Leave out the pictures and repeat the entries below verbatim.

[[ Data to use, beginning ]]

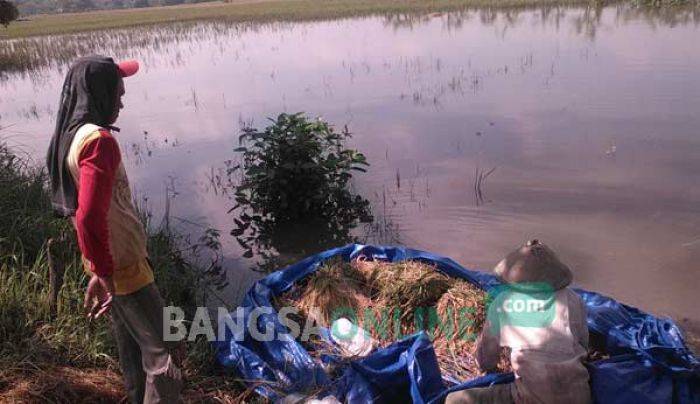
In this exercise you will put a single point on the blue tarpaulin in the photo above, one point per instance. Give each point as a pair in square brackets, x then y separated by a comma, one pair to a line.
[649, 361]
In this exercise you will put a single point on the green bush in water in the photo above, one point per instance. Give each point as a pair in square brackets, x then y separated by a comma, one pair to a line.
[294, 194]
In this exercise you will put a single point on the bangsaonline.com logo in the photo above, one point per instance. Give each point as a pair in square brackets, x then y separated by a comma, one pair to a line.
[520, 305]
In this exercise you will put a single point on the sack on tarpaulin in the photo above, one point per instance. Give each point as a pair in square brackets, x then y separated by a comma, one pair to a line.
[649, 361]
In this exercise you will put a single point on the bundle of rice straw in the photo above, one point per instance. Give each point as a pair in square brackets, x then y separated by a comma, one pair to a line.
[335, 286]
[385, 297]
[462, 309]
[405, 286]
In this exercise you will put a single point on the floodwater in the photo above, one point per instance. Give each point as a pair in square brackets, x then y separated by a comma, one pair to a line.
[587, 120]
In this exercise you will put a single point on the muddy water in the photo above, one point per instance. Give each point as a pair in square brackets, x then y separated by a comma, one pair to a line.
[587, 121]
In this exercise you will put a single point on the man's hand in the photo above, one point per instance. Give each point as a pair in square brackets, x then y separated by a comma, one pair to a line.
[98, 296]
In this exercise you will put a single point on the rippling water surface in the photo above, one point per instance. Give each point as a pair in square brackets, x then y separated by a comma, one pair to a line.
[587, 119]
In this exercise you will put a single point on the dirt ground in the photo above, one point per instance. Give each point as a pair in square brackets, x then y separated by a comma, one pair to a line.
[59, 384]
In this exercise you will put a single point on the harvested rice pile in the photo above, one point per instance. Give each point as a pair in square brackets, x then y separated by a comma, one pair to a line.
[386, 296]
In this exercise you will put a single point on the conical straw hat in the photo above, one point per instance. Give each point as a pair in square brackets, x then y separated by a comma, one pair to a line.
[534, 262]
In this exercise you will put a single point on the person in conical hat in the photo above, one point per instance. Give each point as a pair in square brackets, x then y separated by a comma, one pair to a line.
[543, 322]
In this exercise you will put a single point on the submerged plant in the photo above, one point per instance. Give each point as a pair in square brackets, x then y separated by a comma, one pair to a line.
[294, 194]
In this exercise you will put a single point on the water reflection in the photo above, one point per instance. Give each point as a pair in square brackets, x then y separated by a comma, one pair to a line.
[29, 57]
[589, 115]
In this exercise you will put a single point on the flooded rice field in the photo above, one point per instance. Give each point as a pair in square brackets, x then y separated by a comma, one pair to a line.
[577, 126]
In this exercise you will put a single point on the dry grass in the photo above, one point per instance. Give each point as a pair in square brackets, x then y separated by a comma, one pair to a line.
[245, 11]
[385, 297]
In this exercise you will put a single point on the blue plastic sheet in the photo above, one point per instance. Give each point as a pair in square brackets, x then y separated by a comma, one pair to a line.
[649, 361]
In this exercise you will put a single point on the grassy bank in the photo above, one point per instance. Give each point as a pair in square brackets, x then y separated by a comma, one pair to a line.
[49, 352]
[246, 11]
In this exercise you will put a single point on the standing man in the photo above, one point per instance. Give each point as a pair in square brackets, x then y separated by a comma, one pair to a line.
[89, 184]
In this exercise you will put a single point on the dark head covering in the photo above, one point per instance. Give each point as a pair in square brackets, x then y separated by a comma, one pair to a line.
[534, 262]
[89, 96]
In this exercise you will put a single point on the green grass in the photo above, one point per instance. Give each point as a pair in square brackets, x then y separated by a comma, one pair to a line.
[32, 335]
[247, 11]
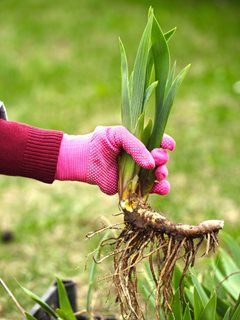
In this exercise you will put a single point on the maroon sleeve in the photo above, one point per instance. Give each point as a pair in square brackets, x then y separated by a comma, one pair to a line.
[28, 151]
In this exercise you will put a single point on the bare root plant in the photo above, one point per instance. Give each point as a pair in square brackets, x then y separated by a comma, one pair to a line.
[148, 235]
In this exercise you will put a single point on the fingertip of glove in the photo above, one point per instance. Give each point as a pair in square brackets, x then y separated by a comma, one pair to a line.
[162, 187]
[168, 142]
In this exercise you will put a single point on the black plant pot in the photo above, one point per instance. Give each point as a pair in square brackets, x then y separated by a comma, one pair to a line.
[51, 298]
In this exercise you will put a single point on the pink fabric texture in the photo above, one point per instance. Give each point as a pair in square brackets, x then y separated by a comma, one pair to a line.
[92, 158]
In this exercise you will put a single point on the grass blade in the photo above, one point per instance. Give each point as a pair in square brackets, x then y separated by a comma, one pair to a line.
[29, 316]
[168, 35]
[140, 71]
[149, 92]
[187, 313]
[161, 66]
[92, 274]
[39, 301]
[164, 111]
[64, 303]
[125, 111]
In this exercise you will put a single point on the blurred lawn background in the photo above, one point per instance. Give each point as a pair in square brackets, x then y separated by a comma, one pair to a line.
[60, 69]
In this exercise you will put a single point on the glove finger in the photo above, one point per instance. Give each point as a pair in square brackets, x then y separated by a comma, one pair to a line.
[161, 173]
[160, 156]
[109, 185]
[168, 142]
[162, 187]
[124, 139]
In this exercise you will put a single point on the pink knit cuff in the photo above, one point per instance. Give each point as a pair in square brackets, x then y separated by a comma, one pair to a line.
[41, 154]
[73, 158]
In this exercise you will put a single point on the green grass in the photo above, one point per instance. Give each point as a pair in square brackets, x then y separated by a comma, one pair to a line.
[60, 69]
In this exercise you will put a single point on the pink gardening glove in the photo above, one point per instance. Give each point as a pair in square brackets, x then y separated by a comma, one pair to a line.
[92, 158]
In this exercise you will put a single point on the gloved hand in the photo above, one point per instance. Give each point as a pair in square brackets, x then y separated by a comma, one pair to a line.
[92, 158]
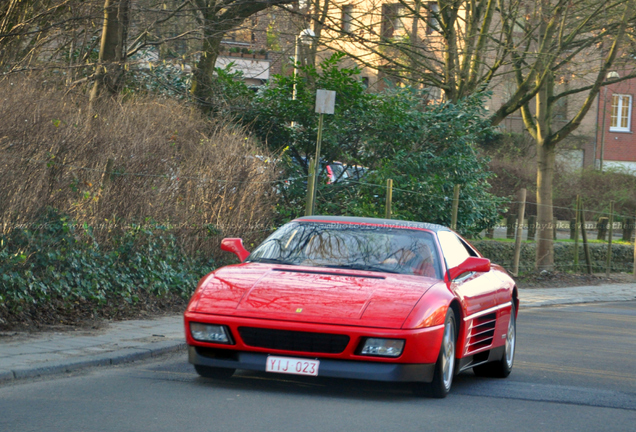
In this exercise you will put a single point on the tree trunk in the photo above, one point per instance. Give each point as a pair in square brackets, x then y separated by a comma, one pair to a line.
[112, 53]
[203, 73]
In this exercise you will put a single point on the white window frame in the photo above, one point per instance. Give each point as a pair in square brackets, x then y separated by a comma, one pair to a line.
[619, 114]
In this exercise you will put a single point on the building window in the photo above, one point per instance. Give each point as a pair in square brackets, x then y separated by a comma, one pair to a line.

[[ Data to use, end ]]

— Solution —
In this exercise you will put a single point on the blue tarpaulin in the photo above, one point per instance. Give each point as a pair in square brackets, x then y separated by a comma, one pair to a line.
[649, 361]
In this exercise you will put a single point on the green bush in water in the photo above, one point per instance. Give each point as a pair in square brackets, x then y separated by a comma, one pair to a line.
[294, 194]
In this exercise you will put a single point on the bangsaonline.com logo in the photo above, one point per instance. Give each point as a pair in square brackets, x then y separated by a comma, one pair to a line.
[520, 305]
In this exercise you will put a single point on the sack on tarpaulin in the photo above, one point per instance. Give each point as a pair in square brackets, x then y separated by a comma, one pair to a line.
[649, 361]
In this exercise you will put a single point on the bundle of rice straw in the photo above, one point per instance. Give each point as a pair in square brackets, x then y separated by a comma, one pair to a line.
[335, 286]
[385, 297]
[462, 309]
[405, 286]
In this exercise you will put a single point on the floodwater in the photo above, one point per instance. Give each point as a pair in square brackets, x then y separated by a comma, one pair to a line.
[587, 120]
In this exercise you will put a single point on the muddy water in the photo above, one point per instance. Give each point as a pair in square brackets, x then y separated by a comma, one pair to a line.
[587, 121]
In this exercise you will put a single point on the man's hand in the photo above, one point per instance. Give each point as a pair in square brackets, x then y separated by a comma, one pair to a line.
[98, 296]
In this exercise you will put a single point on the rippling water surface in the photo above, one point per instance. Give each point as a pair in square brackets, x then y separated by a comma, one pair to a line.
[587, 119]
In this exercise you will put a single point on the dirt ground in the photo above, one point per instance. Give each point as a pair in square brackets, x then y separated by a comma, one pair to a line.
[59, 384]
In this exercise you will put a single point on the harvested rice pile in the photo above, one point per instance. Give each point as a pair in square brackets, x then y separated by a comma, one pair to a line.
[386, 296]
In this exercise you will put a single point on the conical straw hat in the photo above, one point per instance. Give each point as a pair in square brackets, x then y separated by a comma, one pair to a line.
[534, 262]
In this exercise you will put a single point on the person in conical hat in the photo above, one point per instance. Give each point as a pair in square brackets, x then y separated by a comma, one pair to a line.
[543, 322]
In this exercise you will put a single point on the submerged plant in the photo above, one point per instance. Give each point as a pair in square brackets, x then y separated by a comma, one pair to a line.
[294, 194]
In this exercise you will put a single point on the water reflection in the photo above, one point per instance. Give each point as a pair in square brackets, x then y separated by a comma, one pair to a line.
[29, 57]
[589, 115]
In this exercise you will put a single point on the flooded rice field in the photo above, one point per instance. Give each point as a pair in square brackets, x then y separated by a comma, one pair to a line.
[577, 126]
In this exercise you will put a single point on the dry grass in the photo above, one point per instance. Give each point as a pair in square brackets, x then y separated by a comma, one pair to a line.
[245, 11]
[385, 297]
In this exercise you will put a single point on the blue plastic sheet in the photo above, one point per instance. Give each point as a pair in square brackets, x then y separated by a comma, one pair to a line.
[649, 361]
In this exercise you will put a single point on the grassy bank in the photo above, one point per instance. Give each point as a pair in square brackets, x then y separated by a comma, one pair to a line.
[49, 352]
[246, 11]
In this exercise you will put a single point on the standing man in the photo above, one point per instance. Give each point as a pair in square brackets, x then y separated by a comma, one pair to a line.
[89, 184]
In this exercise you will put a single point on the dark head covering in the photo above, one point per instance. Give each point as a pair in square brackets, x then y separated by a comma, one pair to a line.
[534, 262]
[89, 96]
In this exercise you will put a single point on the green grass in the photo above, one point per instance. Give each point as a pair in square brackets, x then y separated by a comma, one pair to a line.
[32, 335]
[247, 11]
In this exercise you will put a single point on the maroon sleeve in the photo above, one point per instance. Give each point as a pair in square brackets, x then y separated by a comma, one pair to a line.
[28, 151]
In this exercise you will put a single point on the bare root plant in the photo above, one point per instance. Give each point as a pair in square brackets, x then y separated by a comma, one pair to a line.
[148, 235]
In this exercise you will put a single point on the fingertip of glove in the photo above, one point per instance. Give each point as a pair in square brackets, x then y separated by a comma, one pair to a line.
[162, 187]
[168, 142]
In this exercise you will put a single point on the black plant pot in the photo above, one point per instance. Give each point as a pair in square brackets, x then y separated by a comma, one pair to a line.
[51, 298]
In this exercise you will put a single point on the pink fabric texture in the photo above, one point per instance. Give each point as a pair in square brackets, x then y separated by a comma, one pair to a line.
[92, 158]
In this exercise you will put a single point on the grass blade in the photo above, one point per instance. Give each point as a pair in square brackets, x then y separated by a comma, one pair to a line.
[29, 316]
[168, 35]
[140, 71]
[149, 92]
[187, 313]
[161, 66]
[92, 274]
[39, 301]
[164, 111]
[64, 303]
[125, 111]
In this exercise you will put a single point on the blurred lawn background in the photo above, one point per instance. Give each point as a pair in square brackets, x then y separated by a comma, one pair to a line.
[60, 69]
In this exercise you will put a single point on the glove finger in the photo above, one point per instance. Give each point as a pair in square brackets, x then y separated by a comma, one pair to a line.
[161, 173]
[160, 156]
[109, 185]
[168, 142]
[162, 187]
[124, 139]
In this exercise you will put a single point on the pink knit cuff in the photo above, one point per instance. Give each point as a pair in square brackets, x then y separated by a comma, one pair to a line.
[41, 154]
[73, 158]
In this exercise you will put a single point on the green grass in the photo above, one point per instance. Give each point as a pair in square brackets, x then y separated by a comma, one pair to a line.
[60, 69]
In this exercise you will put a single point on the pink gardening glove in the photo above, one point per instance. Give each point as a pair in square brackets, x then y separated by a comma, one pair to a line.
[92, 158]
In this exercise you will put a single point on the gloved hand in the photo above, one point per instance. Give each point as a pair in square brackets, x then y separated by a comma, one pair to a line.
[92, 158]
In this exercise you will put a single point on the tree trunk in the photo above, one point per instance. Give each point as a pair in square brackets, x then y separated by a comma, one pair to a line.
[112, 53]
[203, 73]
In this exercise you will put a single point on the white window frame in the photo above, one point per instance. Give each point as a pair in square brackets, x then y separated by a comma, one pair to a line.
[619, 114]
In this exercise you will put a single point on the building window in the photo above, one point per instance. Give each point as a pair in square brackets, x then y separated by a comma, one pair to a line.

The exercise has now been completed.